>>>>>

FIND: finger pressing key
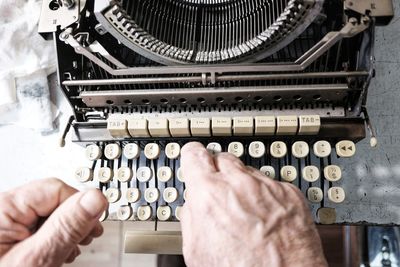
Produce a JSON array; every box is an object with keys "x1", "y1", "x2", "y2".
[{"x1": 181, "y1": 142, "x2": 217, "y2": 184}]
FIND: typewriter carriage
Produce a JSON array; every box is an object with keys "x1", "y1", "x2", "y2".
[
  {"x1": 39, "y1": 0, "x2": 392, "y2": 124},
  {"x1": 38, "y1": 0, "x2": 393, "y2": 147}
]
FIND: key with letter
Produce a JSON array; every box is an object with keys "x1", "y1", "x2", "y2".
[{"x1": 281, "y1": 166, "x2": 297, "y2": 182}]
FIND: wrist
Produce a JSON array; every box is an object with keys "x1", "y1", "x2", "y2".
[{"x1": 255, "y1": 232, "x2": 328, "y2": 267}]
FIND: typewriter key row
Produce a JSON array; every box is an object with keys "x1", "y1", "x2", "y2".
[
  {"x1": 96, "y1": 187, "x2": 344, "y2": 222},
  {"x1": 84, "y1": 140, "x2": 355, "y2": 162},
  {"x1": 107, "y1": 115, "x2": 322, "y2": 138},
  {"x1": 77, "y1": 163, "x2": 342, "y2": 184},
  {"x1": 103, "y1": 187, "x2": 185, "y2": 204},
  {"x1": 99, "y1": 205, "x2": 184, "y2": 222}
]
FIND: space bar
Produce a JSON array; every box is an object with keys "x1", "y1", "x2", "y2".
[{"x1": 124, "y1": 231, "x2": 183, "y2": 255}]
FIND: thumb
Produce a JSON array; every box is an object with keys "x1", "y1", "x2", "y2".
[{"x1": 7, "y1": 189, "x2": 107, "y2": 267}]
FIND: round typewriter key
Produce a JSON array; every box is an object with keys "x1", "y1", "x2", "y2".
[
  {"x1": 307, "y1": 187, "x2": 323, "y2": 203},
  {"x1": 75, "y1": 167, "x2": 93, "y2": 183},
  {"x1": 335, "y1": 140, "x2": 356, "y2": 158},
  {"x1": 328, "y1": 187, "x2": 345, "y2": 203},
  {"x1": 206, "y1": 142, "x2": 222, "y2": 155},
  {"x1": 228, "y1": 142, "x2": 244, "y2": 158},
  {"x1": 105, "y1": 188, "x2": 121, "y2": 203},
  {"x1": 292, "y1": 141, "x2": 309, "y2": 159},
  {"x1": 123, "y1": 143, "x2": 140, "y2": 159},
  {"x1": 104, "y1": 143, "x2": 122, "y2": 160},
  {"x1": 260, "y1": 166, "x2": 275, "y2": 179},
  {"x1": 98, "y1": 167, "x2": 114, "y2": 183},
  {"x1": 136, "y1": 167, "x2": 153, "y2": 183},
  {"x1": 137, "y1": 205, "x2": 152, "y2": 221},
  {"x1": 270, "y1": 141, "x2": 287, "y2": 158},
  {"x1": 144, "y1": 188, "x2": 160, "y2": 203},
  {"x1": 177, "y1": 168, "x2": 185, "y2": 183},
  {"x1": 99, "y1": 210, "x2": 108, "y2": 222},
  {"x1": 157, "y1": 206, "x2": 172, "y2": 221},
  {"x1": 280, "y1": 166, "x2": 297, "y2": 182},
  {"x1": 144, "y1": 143, "x2": 161, "y2": 160},
  {"x1": 175, "y1": 206, "x2": 183, "y2": 221},
  {"x1": 86, "y1": 144, "x2": 102, "y2": 161},
  {"x1": 249, "y1": 141, "x2": 265, "y2": 158},
  {"x1": 157, "y1": 166, "x2": 173, "y2": 183},
  {"x1": 163, "y1": 187, "x2": 179, "y2": 203},
  {"x1": 324, "y1": 165, "x2": 342, "y2": 182},
  {"x1": 117, "y1": 205, "x2": 133, "y2": 221},
  {"x1": 313, "y1": 141, "x2": 331, "y2": 158},
  {"x1": 126, "y1": 188, "x2": 141, "y2": 203},
  {"x1": 302, "y1": 166, "x2": 320, "y2": 183},
  {"x1": 165, "y1": 143, "x2": 181, "y2": 159},
  {"x1": 117, "y1": 167, "x2": 133, "y2": 182}
]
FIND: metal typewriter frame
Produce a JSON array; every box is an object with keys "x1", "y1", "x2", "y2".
[
  {"x1": 36, "y1": 0, "x2": 394, "y2": 147},
  {"x1": 41, "y1": 0, "x2": 391, "y2": 116},
  {"x1": 61, "y1": 16, "x2": 370, "y2": 114},
  {"x1": 38, "y1": 0, "x2": 396, "y2": 254}
]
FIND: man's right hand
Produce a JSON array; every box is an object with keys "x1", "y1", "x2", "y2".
[{"x1": 180, "y1": 142, "x2": 328, "y2": 267}]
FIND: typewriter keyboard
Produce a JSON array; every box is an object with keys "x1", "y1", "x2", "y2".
[{"x1": 75, "y1": 138, "x2": 356, "y2": 224}]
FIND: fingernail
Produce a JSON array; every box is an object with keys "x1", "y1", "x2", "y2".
[{"x1": 79, "y1": 190, "x2": 106, "y2": 218}]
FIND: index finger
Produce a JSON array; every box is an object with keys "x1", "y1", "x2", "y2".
[
  {"x1": 181, "y1": 142, "x2": 217, "y2": 185},
  {"x1": 1, "y1": 178, "x2": 78, "y2": 228}
]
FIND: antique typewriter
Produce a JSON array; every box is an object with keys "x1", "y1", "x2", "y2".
[{"x1": 39, "y1": 0, "x2": 393, "y2": 254}]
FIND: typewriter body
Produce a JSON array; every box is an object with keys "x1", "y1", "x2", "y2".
[{"x1": 39, "y1": 0, "x2": 393, "y2": 254}]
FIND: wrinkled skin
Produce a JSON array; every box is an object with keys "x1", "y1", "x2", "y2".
[
  {"x1": 0, "y1": 143, "x2": 327, "y2": 267},
  {"x1": 180, "y1": 142, "x2": 328, "y2": 267},
  {"x1": 0, "y1": 178, "x2": 107, "y2": 267}
]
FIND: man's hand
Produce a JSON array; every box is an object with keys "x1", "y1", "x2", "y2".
[
  {"x1": 180, "y1": 142, "x2": 328, "y2": 267},
  {"x1": 0, "y1": 178, "x2": 108, "y2": 267}
]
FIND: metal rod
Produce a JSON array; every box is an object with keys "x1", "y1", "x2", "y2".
[
  {"x1": 80, "y1": 84, "x2": 349, "y2": 98},
  {"x1": 63, "y1": 71, "x2": 368, "y2": 86},
  {"x1": 59, "y1": 115, "x2": 74, "y2": 147}
]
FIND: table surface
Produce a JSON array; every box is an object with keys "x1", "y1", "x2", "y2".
[{"x1": 1, "y1": 3, "x2": 400, "y2": 226}]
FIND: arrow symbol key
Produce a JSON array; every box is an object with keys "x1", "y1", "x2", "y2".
[{"x1": 336, "y1": 140, "x2": 356, "y2": 158}]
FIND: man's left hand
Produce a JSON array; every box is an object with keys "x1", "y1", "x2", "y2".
[{"x1": 0, "y1": 178, "x2": 108, "y2": 267}]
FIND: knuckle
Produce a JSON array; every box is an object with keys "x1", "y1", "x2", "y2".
[
  {"x1": 34, "y1": 178, "x2": 66, "y2": 193},
  {"x1": 45, "y1": 177, "x2": 65, "y2": 187},
  {"x1": 53, "y1": 216, "x2": 84, "y2": 245},
  {"x1": 194, "y1": 149, "x2": 210, "y2": 160},
  {"x1": 218, "y1": 152, "x2": 237, "y2": 161},
  {"x1": 181, "y1": 148, "x2": 210, "y2": 169},
  {"x1": 230, "y1": 173, "x2": 259, "y2": 190},
  {"x1": 218, "y1": 153, "x2": 246, "y2": 170},
  {"x1": 246, "y1": 175, "x2": 262, "y2": 188}
]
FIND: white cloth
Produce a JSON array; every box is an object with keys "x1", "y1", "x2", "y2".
[{"x1": 0, "y1": 0, "x2": 57, "y2": 132}]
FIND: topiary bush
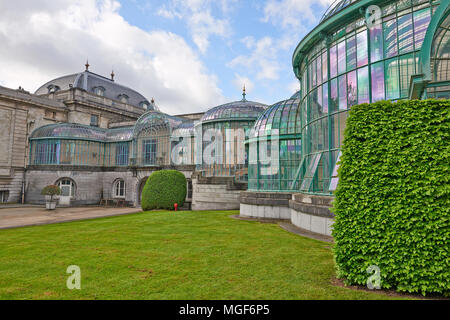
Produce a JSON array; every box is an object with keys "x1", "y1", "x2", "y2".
[
  {"x1": 332, "y1": 99, "x2": 449, "y2": 296},
  {"x1": 141, "y1": 170, "x2": 187, "y2": 211}
]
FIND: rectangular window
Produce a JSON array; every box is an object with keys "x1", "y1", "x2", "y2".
[
  {"x1": 370, "y1": 24, "x2": 383, "y2": 62},
  {"x1": 330, "y1": 45, "x2": 337, "y2": 78},
  {"x1": 312, "y1": 58, "x2": 317, "y2": 87},
  {"x1": 338, "y1": 74, "x2": 347, "y2": 110},
  {"x1": 322, "y1": 82, "x2": 329, "y2": 113},
  {"x1": 347, "y1": 70, "x2": 357, "y2": 107},
  {"x1": 322, "y1": 51, "x2": 328, "y2": 82},
  {"x1": 329, "y1": 151, "x2": 342, "y2": 192},
  {"x1": 357, "y1": 66, "x2": 370, "y2": 104},
  {"x1": 337, "y1": 41, "x2": 346, "y2": 74},
  {"x1": 356, "y1": 31, "x2": 368, "y2": 67},
  {"x1": 90, "y1": 115, "x2": 99, "y2": 127},
  {"x1": 413, "y1": 8, "x2": 431, "y2": 49},
  {"x1": 385, "y1": 58, "x2": 400, "y2": 100},
  {"x1": 34, "y1": 140, "x2": 59, "y2": 165},
  {"x1": 0, "y1": 191, "x2": 9, "y2": 203},
  {"x1": 317, "y1": 56, "x2": 322, "y2": 85},
  {"x1": 115, "y1": 143, "x2": 129, "y2": 166},
  {"x1": 399, "y1": 53, "x2": 416, "y2": 98},
  {"x1": 346, "y1": 36, "x2": 357, "y2": 71},
  {"x1": 371, "y1": 62, "x2": 385, "y2": 102},
  {"x1": 300, "y1": 153, "x2": 322, "y2": 192},
  {"x1": 143, "y1": 139, "x2": 157, "y2": 165},
  {"x1": 330, "y1": 78, "x2": 338, "y2": 113},
  {"x1": 398, "y1": 13, "x2": 414, "y2": 54},
  {"x1": 384, "y1": 19, "x2": 398, "y2": 58}
]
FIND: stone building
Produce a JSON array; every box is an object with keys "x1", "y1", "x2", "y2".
[{"x1": 0, "y1": 64, "x2": 267, "y2": 209}]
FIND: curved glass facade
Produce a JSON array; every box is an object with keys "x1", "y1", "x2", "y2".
[
  {"x1": 293, "y1": 0, "x2": 447, "y2": 195},
  {"x1": 196, "y1": 98, "x2": 267, "y2": 180},
  {"x1": 247, "y1": 92, "x2": 302, "y2": 191}
]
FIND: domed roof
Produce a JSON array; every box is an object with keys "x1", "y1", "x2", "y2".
[
  {"x1": 133, "y1": 110, "x2": 193, "y2": 137},
  {"x1": 30, "y1": 123, "x2": 134, "y2": 142},
  {"x1": 201, "y1": 91, "x2": 267, "y2": 123},
  {"x1": 35, "y1": 65, "x2": 154, "y2": 110},
  {"x1": 251, "y1": 91, "x2": 301, "y2": 138},
  {"x1": 320, "y1": 0, "x2": 359, "y2": 22}
]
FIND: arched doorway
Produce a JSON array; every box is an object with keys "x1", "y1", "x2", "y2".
[{"x1": 137, "y1": 177, "x2": 148, "y2": 206}]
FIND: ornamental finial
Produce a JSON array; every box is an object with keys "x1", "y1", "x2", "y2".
[
  {"x1": 85, "y1": 59, "x2": 90, "y2": 71},
  {"x1": 242, "y1": 84, "x2": 247, "y2": 101}
]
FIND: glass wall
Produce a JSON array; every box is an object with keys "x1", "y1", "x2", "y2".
[
  {"x1": 247, "y1": 92, "x2": 302, "y2": 191},
  {"x1": 298, "y1": 0, "x2": 435, "y2": 194}
]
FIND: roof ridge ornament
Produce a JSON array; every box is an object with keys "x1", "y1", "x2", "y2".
[
  {"x1": 85, "y1": 59, "x2": 90, "y2": 71},
  {"x1": 242, "y1": 84, "x2": 247, "y2": 102},
  {"x1": 111, "y1": 70, "x2": 115, "y2": 81}
]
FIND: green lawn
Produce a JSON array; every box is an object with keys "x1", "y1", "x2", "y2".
[{"x1": 0, "y1": 210, "x2": 409, "y2": 300}]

<<<<<

Task details ▸ Each line from the top of the material through the line containing "FIND: round typewriter key" should be reproduced exactly; please drop any images.

Answer to this exercise ▸
FIND: finger pressing key
Produce a JSON array; every box is an object with keys "x1", "y1", "x2", "y2".
[{"x1": 181, "y1": 142, "x2": 217, "y2": 184}]
FIND: typewriter carriage
Produce a JSON array; every box is an object with keys "x1", "y1", "x2", "y2".
[
  {"x1": 39, "y1": 0, "x2": 392, "y2": 124},
  {"x1": 38, "y1": 0, "x2": 393, "y2": 147}
]
FIND: key with letter
Produce a JSON array; every box is an object with keys "x1", "y1", "x2", "y2".
[{"x1": 281, "y1": 166, "x2": 297, "y2": 182}]
FIND: wrist
Produce a JSON array; every box is an object with keys "x1", "y1", "x2", "y2".
[{"x1": 255, "y1": 232, "x2": 328, "y2": 267}]
FIND: typewriter key row
Produce a JSON array; every box is an object with keys "x1", "y1", "x2", "y2".
[
  {"x1": 96, "y1": 187, "x2": 344, "y2": 222},
  {"x1": 84, "y1": 140, "x2": 355, "y2": 162},
  {"x1": 107, "y1": 115, "x2": 322, "y2": 138},
  {"x1": 77, "y1": 163, "x2": 342, "y2": 184},
  {"x1": 103, "y1": 187, "x2": 185, "y2": 204},
  {"x1": 99, "y1": 205, "x2": 184, "y2": 222}
]
FIND: space bar
Produce a JSON array; every box is an object with keys "x1", "y1", "x2", "y2".
[{"x1": 124, "y1": 231, "x2": 183, "y2": 255}]
FIND: thumb
Produce a JSON array; every box is an object with keys "x1", "y1", "x2", "y2".
[{"x1": 7, "y1": 189, "x2": 107, "y2": 267}]
FIND: round typewriter key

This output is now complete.